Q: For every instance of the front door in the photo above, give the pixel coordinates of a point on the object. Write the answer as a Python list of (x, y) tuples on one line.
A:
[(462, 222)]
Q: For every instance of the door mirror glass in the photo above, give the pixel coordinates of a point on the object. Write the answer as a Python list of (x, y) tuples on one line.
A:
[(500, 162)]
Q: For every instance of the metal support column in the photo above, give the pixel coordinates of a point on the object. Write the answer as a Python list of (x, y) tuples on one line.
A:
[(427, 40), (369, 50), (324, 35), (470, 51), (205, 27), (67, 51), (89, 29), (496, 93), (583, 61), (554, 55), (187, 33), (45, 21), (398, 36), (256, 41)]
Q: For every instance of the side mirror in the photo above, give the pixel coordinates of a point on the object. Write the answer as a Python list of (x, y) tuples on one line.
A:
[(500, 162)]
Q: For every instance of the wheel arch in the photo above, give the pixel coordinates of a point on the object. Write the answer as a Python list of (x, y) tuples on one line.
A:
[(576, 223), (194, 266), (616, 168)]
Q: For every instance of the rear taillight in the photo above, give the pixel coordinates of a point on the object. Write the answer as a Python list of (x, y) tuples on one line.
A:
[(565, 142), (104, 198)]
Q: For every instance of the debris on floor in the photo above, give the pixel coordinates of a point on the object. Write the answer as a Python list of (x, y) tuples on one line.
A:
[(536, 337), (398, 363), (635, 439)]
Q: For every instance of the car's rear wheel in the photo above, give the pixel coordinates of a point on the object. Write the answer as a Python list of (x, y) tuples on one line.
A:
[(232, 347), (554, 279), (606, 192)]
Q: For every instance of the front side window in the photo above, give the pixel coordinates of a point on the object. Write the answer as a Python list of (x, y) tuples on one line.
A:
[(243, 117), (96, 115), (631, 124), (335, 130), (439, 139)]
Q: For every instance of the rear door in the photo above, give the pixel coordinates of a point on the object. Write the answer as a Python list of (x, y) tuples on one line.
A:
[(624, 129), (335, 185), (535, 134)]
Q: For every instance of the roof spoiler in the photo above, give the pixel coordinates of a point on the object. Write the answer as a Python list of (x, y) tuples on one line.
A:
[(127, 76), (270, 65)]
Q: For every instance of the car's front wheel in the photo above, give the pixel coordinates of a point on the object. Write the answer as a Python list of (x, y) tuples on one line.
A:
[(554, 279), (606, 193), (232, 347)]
━━━━━━━━
TASK ITEM:
Restating the data word for word is the whole task.

RESULT:
Q: For every instance of the front door in the photo above, give the pixel coordinates of a point on the object. Write the answer as a Python list of (x, y) tuples on one line.
A:
[(462, 222)]
Q: For every instance of the door mirror glass in the photo above, give the pixel coordinates of a point on the object. Write the answer as a Python list of (x, y) tuples on one line.
A:
[(500, 162)]
Q: For every instance of the metal support column in the photo above, give the pixel coordinates of a point on the object. Write the answer as a Python list of (x, y) tuples on one line.
A:
[(427, 40), (369, 50), (324, 35), (470, 51), (205, 27), (67, 51), (89, 29), (496, 93), (583, 61), (554, 55), (187, 33), (45, 21), (398, 36), (256, 41)]
Q: For every instance of the side mirror in the photo above, give the pixel coordinates of a point on the object. Write the answer as a Python list of (x, y) tuples on one line.
A:
[(500, 162)]
Q: For every instance of the wheel arch in the photo above, give the pixel coordinates of a point on the object. Write the answer as a Python list of (x, y) tuples on one line.
A:
[(576, 223), (194, 266), (616, 168)]
Q: For every instance of the rear taillight in the photo above, give the pixel coordinates of a point on the object. Write the answer as a Python list of (x, y) tuples on one line.
A:
[(565, 142), (104, 198)]
Q: For every instance of the debris on floor in the photo above, give the pixel coordinates of a point on the object. Write the answer as a Python list of (x, y) tuples on one line.
A:
[(536, 337), (398, 363), (635, 439)]
Q: For every instance of the car's rear wheel in the photo above, give the pixel coordinates of a point on the object. Write the answer as a Python list of (x, y) tuples on one line.
A:
[(232, 347), (554, 279), (606, 192)]
Q: For every instance of the front side window in the photo above, give the pixel coordinates of a point on the object. Write the answer as a Python list of (x, y) tuples on one line.
A:
[(243, 117), (96, 115), (631, 124), (335, 130), (439, 139)]
Q: For every instance of the rear door in the photo above, give the pixel coordinates of a point on the object. Write the answer as a Python list of (x, y) tuples on one line.
A:
[(624, 129), (335, 185), (535, 134)]
Q: For every instance of the roof spoiler in the photo above, give the pixel coordinates of a point on the object. Write the answer as a Python list of (x, y) tuples on one line.
A:
[(127, 76), (270, 65)]
Q: For every instance of the car's front wheel in the photo above, give the pixel coordinates of a point on the object. Write the answer as a Python list of (x, y) tuples on one line.
A:
[(554, 279), (606, 193), (232, 347)]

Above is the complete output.